→ Work instruction:
Every picture should be left out, but the lines below must be repeated exactly.

[Point-per-instance localization data]
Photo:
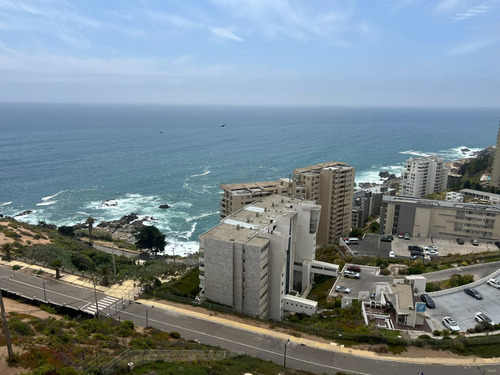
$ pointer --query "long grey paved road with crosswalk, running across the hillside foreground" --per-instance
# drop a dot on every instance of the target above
(266, 345)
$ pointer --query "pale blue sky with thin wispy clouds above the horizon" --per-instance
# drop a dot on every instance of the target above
(252, 52)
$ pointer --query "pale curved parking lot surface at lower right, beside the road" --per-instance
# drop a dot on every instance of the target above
(462, 307)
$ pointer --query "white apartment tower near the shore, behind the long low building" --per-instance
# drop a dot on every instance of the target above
(423, 176)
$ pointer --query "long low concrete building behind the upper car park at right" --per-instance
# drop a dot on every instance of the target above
(439, 219)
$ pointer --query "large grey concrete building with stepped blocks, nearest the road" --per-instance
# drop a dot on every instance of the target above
(261, 254)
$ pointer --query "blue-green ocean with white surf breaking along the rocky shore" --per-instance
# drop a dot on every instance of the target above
(67, 162)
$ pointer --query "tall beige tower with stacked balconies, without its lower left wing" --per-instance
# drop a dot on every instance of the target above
(331, 185)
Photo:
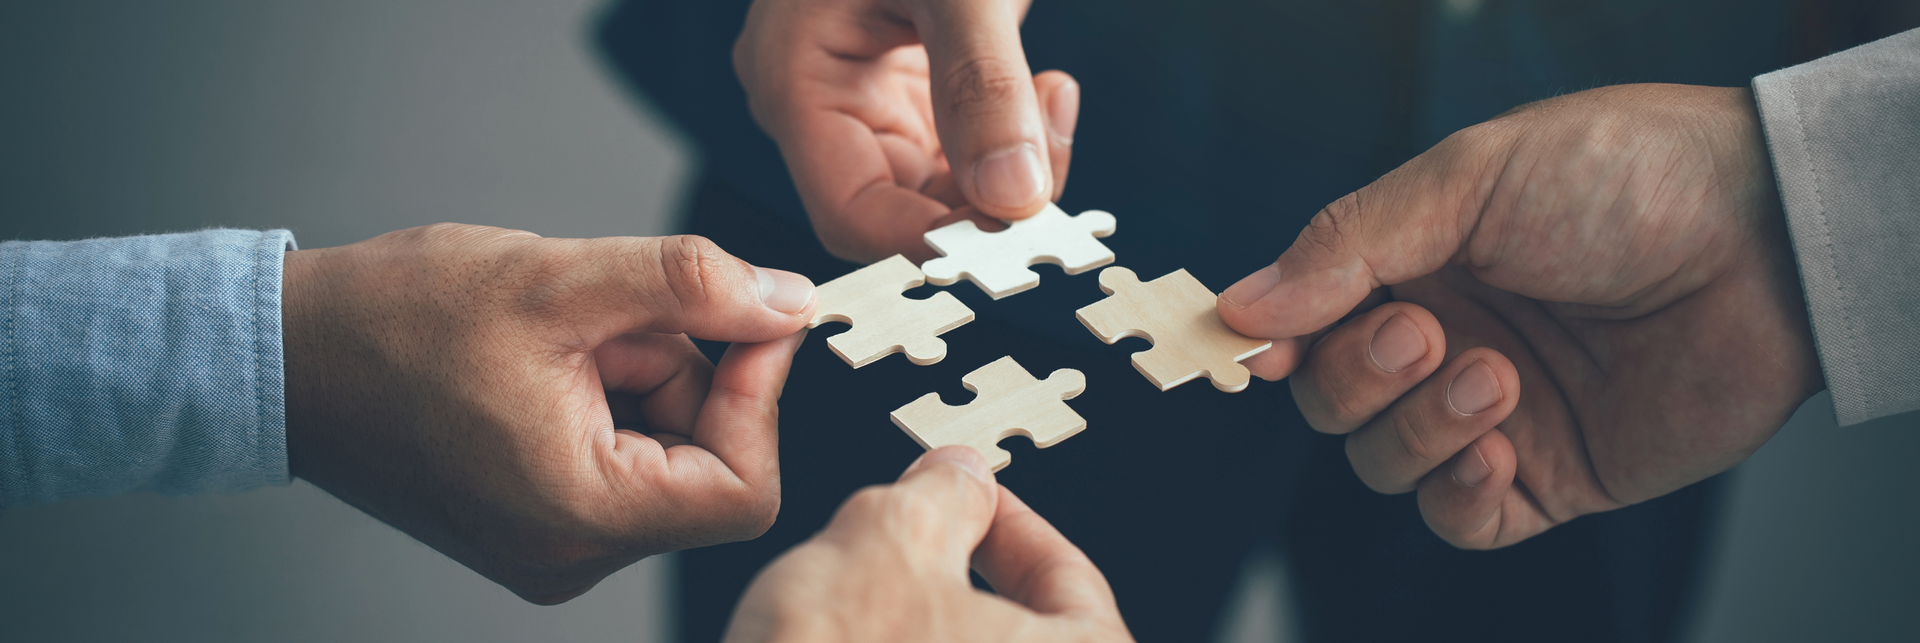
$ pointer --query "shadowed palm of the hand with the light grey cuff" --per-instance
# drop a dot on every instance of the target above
(1631, 279)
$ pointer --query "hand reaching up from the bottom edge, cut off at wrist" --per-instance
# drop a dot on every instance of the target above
(894, 567)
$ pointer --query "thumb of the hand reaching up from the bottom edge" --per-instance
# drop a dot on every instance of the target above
(934, 517)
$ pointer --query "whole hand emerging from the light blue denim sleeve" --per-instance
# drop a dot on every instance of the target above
(531, 408)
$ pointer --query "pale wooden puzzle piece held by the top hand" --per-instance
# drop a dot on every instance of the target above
(997, 262)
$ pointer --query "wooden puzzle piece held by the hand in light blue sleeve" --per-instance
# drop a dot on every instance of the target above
(884, 320)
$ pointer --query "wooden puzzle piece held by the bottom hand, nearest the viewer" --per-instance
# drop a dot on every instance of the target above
(1011, 404)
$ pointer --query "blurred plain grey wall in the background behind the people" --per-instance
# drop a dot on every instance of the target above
(345, 120)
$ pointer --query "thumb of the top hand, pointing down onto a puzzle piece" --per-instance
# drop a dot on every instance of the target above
(986, 107)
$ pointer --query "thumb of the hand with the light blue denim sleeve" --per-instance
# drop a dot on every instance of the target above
(690, 285)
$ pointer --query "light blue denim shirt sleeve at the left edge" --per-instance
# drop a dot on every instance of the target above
(147, 364)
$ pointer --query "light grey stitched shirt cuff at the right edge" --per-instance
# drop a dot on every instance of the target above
(1844, 135)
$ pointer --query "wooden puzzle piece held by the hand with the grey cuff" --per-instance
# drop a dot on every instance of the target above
(1176, 314)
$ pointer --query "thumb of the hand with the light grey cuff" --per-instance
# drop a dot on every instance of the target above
(1404, 226)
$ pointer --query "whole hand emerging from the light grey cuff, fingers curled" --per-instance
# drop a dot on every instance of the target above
(1593, 304)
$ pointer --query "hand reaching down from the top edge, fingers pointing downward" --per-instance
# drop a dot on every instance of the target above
(903, 116)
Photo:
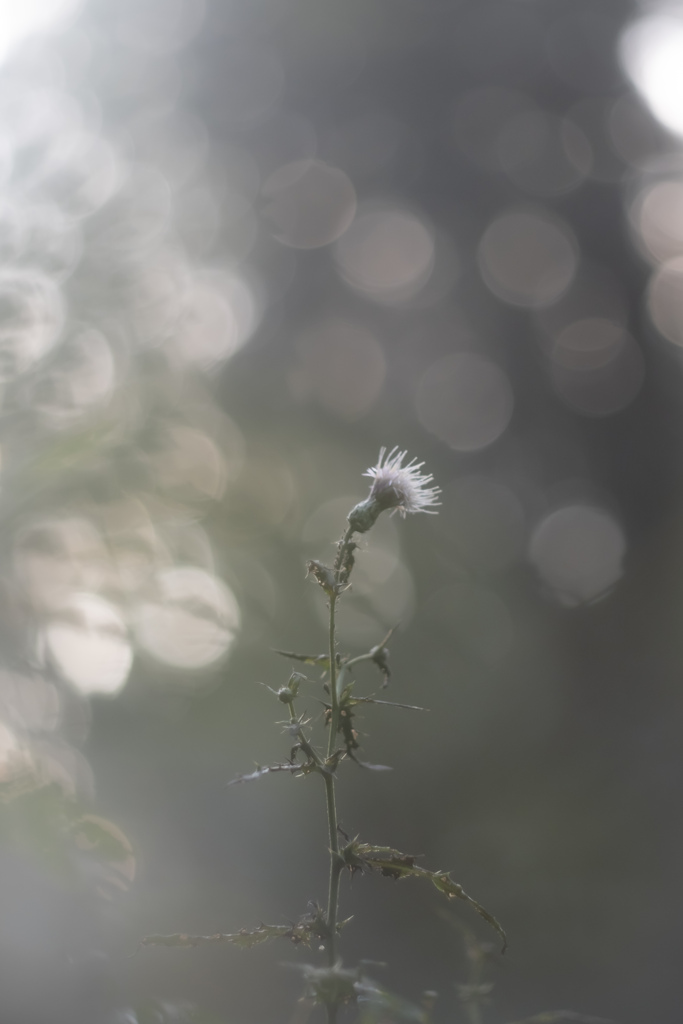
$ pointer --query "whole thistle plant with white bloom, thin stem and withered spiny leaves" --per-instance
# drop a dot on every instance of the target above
(401, 487)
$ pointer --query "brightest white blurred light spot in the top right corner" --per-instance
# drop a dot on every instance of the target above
(653, 55)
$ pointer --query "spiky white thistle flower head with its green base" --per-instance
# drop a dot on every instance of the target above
(396, 488)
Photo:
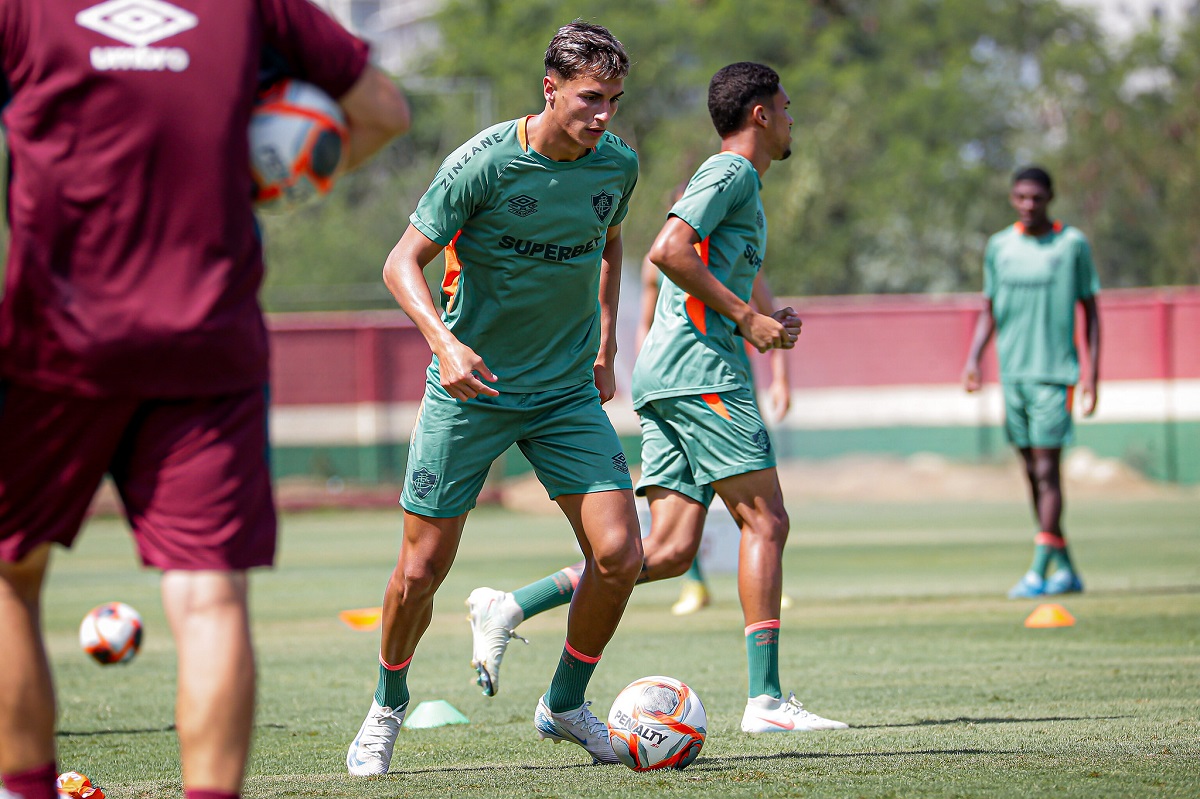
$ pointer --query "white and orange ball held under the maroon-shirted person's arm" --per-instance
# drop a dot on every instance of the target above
(297, 139)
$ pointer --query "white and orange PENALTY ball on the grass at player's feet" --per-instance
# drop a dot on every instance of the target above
(657, 723)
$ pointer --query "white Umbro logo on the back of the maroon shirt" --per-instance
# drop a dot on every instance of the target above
(139, 23)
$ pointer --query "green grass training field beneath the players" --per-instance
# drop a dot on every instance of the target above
(902, 629)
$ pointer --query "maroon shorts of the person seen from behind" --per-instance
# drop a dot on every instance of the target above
(193, 474)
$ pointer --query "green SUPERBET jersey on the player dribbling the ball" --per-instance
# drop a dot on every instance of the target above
(524, 238)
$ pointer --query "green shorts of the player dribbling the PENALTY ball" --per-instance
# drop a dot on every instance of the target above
(565, 434)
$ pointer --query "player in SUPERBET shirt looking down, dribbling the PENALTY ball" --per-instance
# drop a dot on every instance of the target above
(529, 214)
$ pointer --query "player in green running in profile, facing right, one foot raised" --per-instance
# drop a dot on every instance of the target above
(694, 392)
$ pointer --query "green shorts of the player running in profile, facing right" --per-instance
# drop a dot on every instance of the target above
(694, 441)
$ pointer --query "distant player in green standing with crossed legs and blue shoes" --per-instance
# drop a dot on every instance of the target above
(1035, 274)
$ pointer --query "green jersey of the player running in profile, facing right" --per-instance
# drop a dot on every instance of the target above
(691, 349)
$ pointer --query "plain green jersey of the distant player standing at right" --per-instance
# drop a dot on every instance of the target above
(1034, 284)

→ Task output:
Photo:
$ pointer --query "long grey paved road with crosswalk, running across the hillside foreground" --per-instance
# drop a dot on every instance of the target above
(266, 345)
$ pointer --query "pale blue sky with thin wispy clouds above the horizon" --per-instance
# drop a dot on every instance of the target above
(252, 52)
$ pointer --query "pale curved parking lot surface at lower right, beside the road" --per-instance
# drop a dot on every instance of the target above
(462, 307)
$ pointer --query "white apartment tower near the shore, behind the long low building" --per-instance
# drop a dot on every instance of the target above
(423, 176)
$ pointer --query "long low concrete building behind the upper car park at right" --per-instance
# drop a dot on every instance of the target above
(439, 219)
$ pointer --query "large grey concrete building with stepped blocks, nearest the road" --per-instance
# drop a dot on every instance of the target above
(261, 254)
$ pointer --query "blue-green ocean with white surf breaking along the rocky shore" --per-instance
# drop a dot on every instance of the target above
(67, 162)
$ pointer --query "tall beige tower with stacked balconies, without its lower left wing" --per-instance
# drop a dot on every instance of the target above
(331, 185)
Photo:
$ pointer --query "shadowed palm of the hand with the light grey cuff" --per-instance
# drop a dot on every instance of the target above
(1631, 279)
$ pointer --query "hand reaching up from the bottom edge, cut off at wrist" --per-instance
# drop a dot on every instance of the target above
(894, 567)
$ pointer --query "thumb of the hand reaching up from the bottom edge" --per-instance
# drop a dot on every instance of the target above
(934, 517)
$ pointer --query "whole hand emerging from the light blue denim sleeve" --per-instance
# drop a dot on every instance of the target above
(531, 408)
$ pointer --query "pale wooden puzzle piece held by the top hand" --per-instance
# drop a dot on every instance of the target above
(997, 262)
$ pointer --query "wooden puzzle piece held by the hand in light blue sleeve" --per-instance
# drop a dot on every instance of the target above
(884, 320)
$ pointer --query "wooden puzzle piece held by the bottom hand, nearest the viewer" --per-instance
# drop a dot on every instance of the target above
(1011, 404)
$ pointer --query "blurred plain grey wall in the background behind the people" --per-instance
# drop a dot on every instance of the target above
(345, 120)
$ pointer --query "thumb of the top hand, pointing down onto a puzzle piece" --per-instance
# drop a dot on every instance of the target above
(986, 107)
$ pointer --query "thumb of the hand with the light blue denim sleeve" --per-instance
# drop a dot on every instance of the target above
(690, 285)
$ pointer --query "light blue denim shirt sleeve at the left edge" --per-instance
# drop a dot on every instance of the target above
(147, 364)
$ pointer --query "light grey stitched shirt cuff at the right edge" --per-instance
# drop a dot on every instance of the target above
(1844, 135)
$ pointer --query "wooden puzzle piece held by the hand with the grey cuff" --per-instance
# drop a dot on every instance of the target above
(1176, 314)
$ pointer --query "thumb of the hand with the light grey cuff" --per-instance
# drop a dot on every instance of the target above
(1404, 226)
$ pointer --query "whole hand emerging from the light grey cuff, fingers curled" --per-instance
# drop a dot on every instance of the target above
(1593, 304)
$ pointer --query "hand reaching down from the top edge, fingers pointing downward" --per-instance
# drop a dot on every instance of the target above
(903, 116)
Photo:
$ pointer --query "whole thistle plant with white bloom, thin stem and withered spiny leaves" --per-instance
# drop a dot on every instance of the target above
(401, 487)
$ pointer --query "brightest white blurred light spot in the top right corner" --per-instance
# drop a dot on every instance of the target above
(653, 55)
$ pointer --query "spiky white thistle flower head with its green base" --per-instance
# drop a dot on every instance of the target above
(396, 488)
Photo:
$ pointer --query "white and orange ball held under the maroon-shirted person's arm" --per-instance
# drop a dot on every instance of the target above
(297, 139)
$ pointer --query "white and orange PENALTY ball on the grass at player's feet" --per-instance
# drop a dot on every instance of the target above
(657, 723)
$ pointer --query "white Umbro logo on the back of the maroon shirt" --per-instance
# drop a dot on every instance of the target above
(139, 23)
$ pointer --query "green grass training field beneath the players" --per-instance
# drop a dot on every instance of the target above
(902, 629)
$ pointer --query "maroon shorts of the person seen from behind" --per-instance
# drop a dot on every instance of the target above
(193, 474)
$ pointer --query "green SUPERBET jersey on the player dribbling the ball" --per-instance
# drop a dot on every instance of the target above
(524, 238)
$ pointer --query "green shorts of the player dribbling the PENALTY ball" --per-instance
# drop a dot on every instance of the target above
(565, 434)
$ pointer --query "player in SUPERBET shirt looking down, dribbling the PENALTY ball" --per-instance
# drop a dot on every instance of the target above
(529, 214)
$ pointer --query "player in green running in profile, facing right, one foot raised" --per-instance
# drop a dot on every instance of the target above
(694, 392)
$ pointer --query "green shorts of the player running in profile, facing right" --per-instance
# drop a dot on every instance of the target above
(694, 441)
$ pointer --query "distant player in green standing with crossed legs and blue shoes" --per-instance
# drop a dot on every instance of the target above
(1035, 274)
$ pointer --query "green jersey of the player running in profile, facing right" --per-instance
# drop a dot on every instance of the target above
(691, 349)
$ pointer --query "plain green jersey of the distant player standing at right" --per-instance
# drop a dot on every instance of the target above
(1034, 284)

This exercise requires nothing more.